This route is a shortcut found after many years of hewing to the Interstates in order to reach Kingman which is the first stop simply because it is far enough to drive in such conditions in one day. Little else recommends it unless one considers the birthplace of Andy Devine a place of cultural significance. It was 95 degrees in town when we arrived and the wind was at near 40 mph and it would stay that way for the next night and day. It is what one finds in Kingman this time of year. By dark it was below 70 and except for the incessant wind, not all that unpleasant. A very early start in the morning found the wind as advertised, the entire state under red flag fire warning, and two out of control fires large enough to gain national news attention to the south of my route. The usual wrestling match with the steering wheel in a high profile vehicle ensued for the next five hours whether we were headed east or north. We turned at Flagstaff where it was cooler because it is higher but even windier.
= = = = = = =
[Goal]: In the road-trip account, what was the temperature in Kingman on arrival?
= = = = = = =
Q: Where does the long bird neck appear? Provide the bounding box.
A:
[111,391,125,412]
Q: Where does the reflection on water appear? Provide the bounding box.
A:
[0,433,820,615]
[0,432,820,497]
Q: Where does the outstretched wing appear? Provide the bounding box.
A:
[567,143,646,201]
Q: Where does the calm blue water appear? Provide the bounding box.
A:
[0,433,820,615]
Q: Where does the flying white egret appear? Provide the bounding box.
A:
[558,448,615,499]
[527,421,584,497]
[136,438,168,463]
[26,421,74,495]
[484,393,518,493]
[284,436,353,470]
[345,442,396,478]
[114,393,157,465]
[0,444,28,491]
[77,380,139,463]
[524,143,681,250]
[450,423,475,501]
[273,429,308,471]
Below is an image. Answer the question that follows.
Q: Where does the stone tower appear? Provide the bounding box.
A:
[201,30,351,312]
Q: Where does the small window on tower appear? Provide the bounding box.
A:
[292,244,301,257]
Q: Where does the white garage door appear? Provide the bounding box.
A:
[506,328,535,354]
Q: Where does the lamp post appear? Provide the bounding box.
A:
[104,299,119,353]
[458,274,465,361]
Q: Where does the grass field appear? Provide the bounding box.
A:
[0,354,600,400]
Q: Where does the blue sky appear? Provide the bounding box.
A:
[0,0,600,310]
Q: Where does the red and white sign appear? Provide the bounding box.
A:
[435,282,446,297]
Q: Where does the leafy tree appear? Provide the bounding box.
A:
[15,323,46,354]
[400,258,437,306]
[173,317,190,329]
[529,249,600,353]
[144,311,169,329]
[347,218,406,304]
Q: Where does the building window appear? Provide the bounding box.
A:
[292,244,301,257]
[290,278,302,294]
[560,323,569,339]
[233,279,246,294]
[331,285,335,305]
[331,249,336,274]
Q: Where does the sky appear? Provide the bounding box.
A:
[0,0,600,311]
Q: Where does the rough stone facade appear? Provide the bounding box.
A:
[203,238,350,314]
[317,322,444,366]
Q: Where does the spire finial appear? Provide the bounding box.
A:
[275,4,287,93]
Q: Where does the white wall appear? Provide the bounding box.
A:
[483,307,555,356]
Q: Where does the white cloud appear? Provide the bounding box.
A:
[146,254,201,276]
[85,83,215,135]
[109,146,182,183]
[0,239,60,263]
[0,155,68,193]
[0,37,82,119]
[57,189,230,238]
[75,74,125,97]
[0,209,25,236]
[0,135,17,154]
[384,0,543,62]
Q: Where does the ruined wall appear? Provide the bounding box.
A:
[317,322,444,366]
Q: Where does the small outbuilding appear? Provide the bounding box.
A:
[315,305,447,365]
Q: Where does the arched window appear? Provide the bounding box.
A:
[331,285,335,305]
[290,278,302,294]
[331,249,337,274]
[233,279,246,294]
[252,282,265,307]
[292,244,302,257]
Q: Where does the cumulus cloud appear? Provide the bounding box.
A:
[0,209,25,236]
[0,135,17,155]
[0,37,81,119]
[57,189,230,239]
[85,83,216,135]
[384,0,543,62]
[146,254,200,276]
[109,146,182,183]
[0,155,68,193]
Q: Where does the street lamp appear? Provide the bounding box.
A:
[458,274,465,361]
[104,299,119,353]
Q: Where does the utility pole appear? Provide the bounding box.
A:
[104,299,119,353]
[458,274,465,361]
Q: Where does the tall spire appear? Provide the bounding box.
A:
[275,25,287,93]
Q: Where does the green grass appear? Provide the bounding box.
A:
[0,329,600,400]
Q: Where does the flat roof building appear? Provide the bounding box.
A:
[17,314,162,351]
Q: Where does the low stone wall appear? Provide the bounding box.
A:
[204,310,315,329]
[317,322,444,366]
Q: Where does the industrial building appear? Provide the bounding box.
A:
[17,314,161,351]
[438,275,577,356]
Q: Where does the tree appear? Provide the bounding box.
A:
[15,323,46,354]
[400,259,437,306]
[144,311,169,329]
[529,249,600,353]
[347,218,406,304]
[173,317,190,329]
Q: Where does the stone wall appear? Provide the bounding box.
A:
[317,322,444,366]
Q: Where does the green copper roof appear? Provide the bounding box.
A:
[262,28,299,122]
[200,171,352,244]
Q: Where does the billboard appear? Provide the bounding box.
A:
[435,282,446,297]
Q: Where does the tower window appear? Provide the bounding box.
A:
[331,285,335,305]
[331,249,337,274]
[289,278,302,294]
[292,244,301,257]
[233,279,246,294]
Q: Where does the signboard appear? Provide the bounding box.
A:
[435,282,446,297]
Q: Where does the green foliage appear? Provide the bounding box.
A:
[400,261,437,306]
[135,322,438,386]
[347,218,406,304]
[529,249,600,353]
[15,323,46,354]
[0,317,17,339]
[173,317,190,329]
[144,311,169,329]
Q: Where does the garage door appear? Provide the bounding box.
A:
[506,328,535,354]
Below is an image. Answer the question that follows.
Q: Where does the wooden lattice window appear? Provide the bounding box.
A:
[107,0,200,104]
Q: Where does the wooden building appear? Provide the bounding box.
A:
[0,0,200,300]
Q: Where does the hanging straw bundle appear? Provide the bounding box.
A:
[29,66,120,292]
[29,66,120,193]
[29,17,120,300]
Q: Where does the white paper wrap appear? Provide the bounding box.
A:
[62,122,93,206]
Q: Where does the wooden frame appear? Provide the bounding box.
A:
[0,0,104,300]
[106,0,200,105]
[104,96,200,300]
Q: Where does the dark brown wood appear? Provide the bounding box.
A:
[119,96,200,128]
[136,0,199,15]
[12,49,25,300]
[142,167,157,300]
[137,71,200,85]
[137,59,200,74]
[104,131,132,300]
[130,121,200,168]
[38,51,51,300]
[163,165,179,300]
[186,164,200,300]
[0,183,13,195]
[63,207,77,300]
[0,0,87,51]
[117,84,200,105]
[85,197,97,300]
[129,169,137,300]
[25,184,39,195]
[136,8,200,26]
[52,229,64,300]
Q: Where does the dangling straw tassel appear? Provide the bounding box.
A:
= = = = = = =
[The completed task]: 95 degrees